** INSTRUCTIONS FOR THE TASK **
Lines that include "woman" make up the answer; copy all of them from the data below.
RECORDS SHOWN below:
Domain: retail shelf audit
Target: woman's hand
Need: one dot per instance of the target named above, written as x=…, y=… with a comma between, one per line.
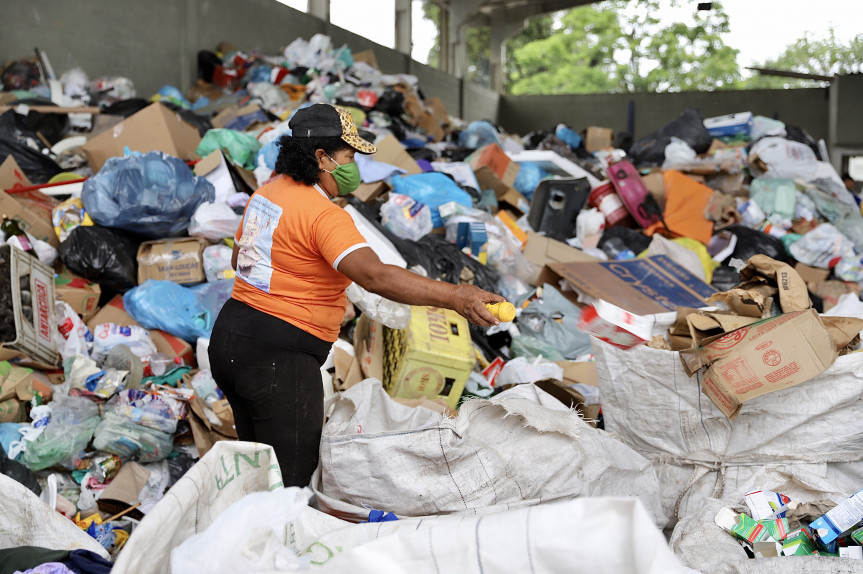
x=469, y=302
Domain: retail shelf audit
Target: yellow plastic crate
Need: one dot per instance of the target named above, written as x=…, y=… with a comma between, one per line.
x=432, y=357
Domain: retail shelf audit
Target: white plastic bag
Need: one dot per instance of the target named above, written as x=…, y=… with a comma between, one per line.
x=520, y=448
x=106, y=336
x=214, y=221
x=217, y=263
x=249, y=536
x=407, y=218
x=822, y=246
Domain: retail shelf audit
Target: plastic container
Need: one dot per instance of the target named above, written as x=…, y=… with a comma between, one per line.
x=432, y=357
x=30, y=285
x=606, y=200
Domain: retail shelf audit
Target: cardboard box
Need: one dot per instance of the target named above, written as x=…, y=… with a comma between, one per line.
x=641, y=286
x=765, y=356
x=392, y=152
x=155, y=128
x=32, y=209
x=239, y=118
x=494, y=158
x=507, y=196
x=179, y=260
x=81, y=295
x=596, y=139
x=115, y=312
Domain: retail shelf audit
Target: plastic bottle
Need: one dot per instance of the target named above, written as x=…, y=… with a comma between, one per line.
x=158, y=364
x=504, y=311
End of RECORDS SHOWN.
RECORDS SHOWN below:
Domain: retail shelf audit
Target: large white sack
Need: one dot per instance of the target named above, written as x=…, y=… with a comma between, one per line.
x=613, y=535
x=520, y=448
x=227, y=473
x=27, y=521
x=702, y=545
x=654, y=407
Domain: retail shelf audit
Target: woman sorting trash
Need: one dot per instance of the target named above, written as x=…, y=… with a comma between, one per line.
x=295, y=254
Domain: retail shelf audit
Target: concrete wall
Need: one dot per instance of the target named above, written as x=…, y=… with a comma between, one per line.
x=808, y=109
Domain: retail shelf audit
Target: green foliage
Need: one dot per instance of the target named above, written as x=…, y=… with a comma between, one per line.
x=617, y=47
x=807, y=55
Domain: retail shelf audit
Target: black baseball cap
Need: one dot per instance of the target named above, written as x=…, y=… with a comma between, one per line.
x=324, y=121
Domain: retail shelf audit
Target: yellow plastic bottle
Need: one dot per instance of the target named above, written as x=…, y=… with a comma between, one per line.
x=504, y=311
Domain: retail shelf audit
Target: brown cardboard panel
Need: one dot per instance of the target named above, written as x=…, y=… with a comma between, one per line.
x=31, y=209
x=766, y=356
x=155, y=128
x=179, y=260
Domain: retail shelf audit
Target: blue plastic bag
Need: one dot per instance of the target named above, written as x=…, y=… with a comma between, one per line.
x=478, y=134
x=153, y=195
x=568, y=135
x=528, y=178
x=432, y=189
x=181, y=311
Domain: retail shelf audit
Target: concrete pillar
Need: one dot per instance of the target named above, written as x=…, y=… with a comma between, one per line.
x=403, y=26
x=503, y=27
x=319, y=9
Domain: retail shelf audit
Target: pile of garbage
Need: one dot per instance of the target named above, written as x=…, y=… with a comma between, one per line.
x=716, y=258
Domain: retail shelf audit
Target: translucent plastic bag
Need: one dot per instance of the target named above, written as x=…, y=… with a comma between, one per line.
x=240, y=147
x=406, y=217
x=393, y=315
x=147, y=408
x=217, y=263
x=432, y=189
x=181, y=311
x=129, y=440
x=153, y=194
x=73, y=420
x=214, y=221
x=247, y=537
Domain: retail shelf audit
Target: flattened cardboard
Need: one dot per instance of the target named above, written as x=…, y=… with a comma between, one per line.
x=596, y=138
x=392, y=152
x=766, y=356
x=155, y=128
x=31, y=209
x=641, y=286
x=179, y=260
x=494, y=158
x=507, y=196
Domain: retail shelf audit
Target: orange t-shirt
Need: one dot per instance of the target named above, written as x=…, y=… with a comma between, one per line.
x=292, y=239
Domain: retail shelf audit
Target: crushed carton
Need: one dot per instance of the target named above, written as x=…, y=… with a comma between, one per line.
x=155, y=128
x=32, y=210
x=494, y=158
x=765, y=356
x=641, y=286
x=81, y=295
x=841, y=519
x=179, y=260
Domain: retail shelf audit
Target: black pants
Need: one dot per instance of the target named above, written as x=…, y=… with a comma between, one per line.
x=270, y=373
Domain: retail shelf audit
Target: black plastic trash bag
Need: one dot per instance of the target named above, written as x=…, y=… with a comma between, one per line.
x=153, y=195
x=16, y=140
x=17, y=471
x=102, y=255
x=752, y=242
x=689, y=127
End of RECORDS SHOWN.
RECORDS SHOWN below:
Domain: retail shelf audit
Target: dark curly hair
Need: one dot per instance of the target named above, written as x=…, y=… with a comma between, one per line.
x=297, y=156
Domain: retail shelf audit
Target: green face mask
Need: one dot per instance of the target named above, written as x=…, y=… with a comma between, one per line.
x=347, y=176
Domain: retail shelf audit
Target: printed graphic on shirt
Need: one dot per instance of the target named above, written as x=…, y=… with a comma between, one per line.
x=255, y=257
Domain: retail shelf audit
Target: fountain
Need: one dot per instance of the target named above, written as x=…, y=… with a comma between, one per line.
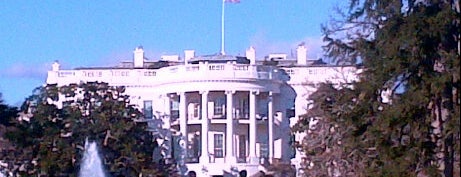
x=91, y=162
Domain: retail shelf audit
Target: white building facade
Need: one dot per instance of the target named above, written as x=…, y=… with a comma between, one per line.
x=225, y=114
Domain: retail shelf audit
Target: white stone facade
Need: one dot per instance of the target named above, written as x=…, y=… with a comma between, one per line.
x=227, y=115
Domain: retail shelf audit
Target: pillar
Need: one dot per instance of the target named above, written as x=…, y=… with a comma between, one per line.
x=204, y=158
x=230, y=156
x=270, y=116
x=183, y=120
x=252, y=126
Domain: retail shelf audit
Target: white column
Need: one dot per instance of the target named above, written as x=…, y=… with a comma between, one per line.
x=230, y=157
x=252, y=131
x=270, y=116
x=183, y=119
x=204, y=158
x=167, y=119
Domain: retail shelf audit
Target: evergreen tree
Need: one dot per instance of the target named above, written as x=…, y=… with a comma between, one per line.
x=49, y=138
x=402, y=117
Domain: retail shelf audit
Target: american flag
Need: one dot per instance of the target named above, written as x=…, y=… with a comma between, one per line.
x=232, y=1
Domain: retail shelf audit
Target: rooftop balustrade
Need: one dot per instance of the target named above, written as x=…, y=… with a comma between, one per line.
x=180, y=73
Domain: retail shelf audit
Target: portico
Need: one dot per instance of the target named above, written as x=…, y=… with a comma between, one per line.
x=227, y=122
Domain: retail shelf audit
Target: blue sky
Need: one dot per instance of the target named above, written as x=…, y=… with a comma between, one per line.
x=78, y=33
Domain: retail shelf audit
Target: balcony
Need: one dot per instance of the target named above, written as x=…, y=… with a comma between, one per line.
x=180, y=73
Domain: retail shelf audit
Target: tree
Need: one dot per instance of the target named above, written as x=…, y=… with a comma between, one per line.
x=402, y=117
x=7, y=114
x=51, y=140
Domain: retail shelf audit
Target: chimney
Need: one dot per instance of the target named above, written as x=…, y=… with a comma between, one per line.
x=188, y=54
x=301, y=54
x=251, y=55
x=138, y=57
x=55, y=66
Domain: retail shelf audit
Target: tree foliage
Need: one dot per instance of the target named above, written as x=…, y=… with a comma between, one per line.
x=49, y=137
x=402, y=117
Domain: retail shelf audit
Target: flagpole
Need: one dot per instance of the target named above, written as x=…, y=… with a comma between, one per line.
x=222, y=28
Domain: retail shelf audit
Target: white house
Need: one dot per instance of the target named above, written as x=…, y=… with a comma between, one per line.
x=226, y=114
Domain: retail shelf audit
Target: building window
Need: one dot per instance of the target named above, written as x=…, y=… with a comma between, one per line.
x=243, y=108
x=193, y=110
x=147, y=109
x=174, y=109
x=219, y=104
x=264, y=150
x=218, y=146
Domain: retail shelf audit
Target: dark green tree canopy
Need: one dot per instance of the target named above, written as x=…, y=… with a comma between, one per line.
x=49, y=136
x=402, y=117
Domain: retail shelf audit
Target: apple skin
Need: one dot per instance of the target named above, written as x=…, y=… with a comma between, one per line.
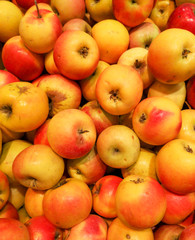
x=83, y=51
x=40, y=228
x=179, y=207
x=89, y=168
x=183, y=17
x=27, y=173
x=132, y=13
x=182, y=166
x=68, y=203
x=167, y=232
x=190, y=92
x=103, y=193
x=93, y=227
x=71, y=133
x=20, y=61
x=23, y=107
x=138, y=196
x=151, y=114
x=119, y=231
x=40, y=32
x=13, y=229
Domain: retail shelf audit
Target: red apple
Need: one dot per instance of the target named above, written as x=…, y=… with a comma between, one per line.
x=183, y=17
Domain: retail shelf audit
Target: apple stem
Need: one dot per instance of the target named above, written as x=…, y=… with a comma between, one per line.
End of RECORDS SHOWN.
** FINAL ANSWER **
Target: woman's hand
Target: woman sorting trash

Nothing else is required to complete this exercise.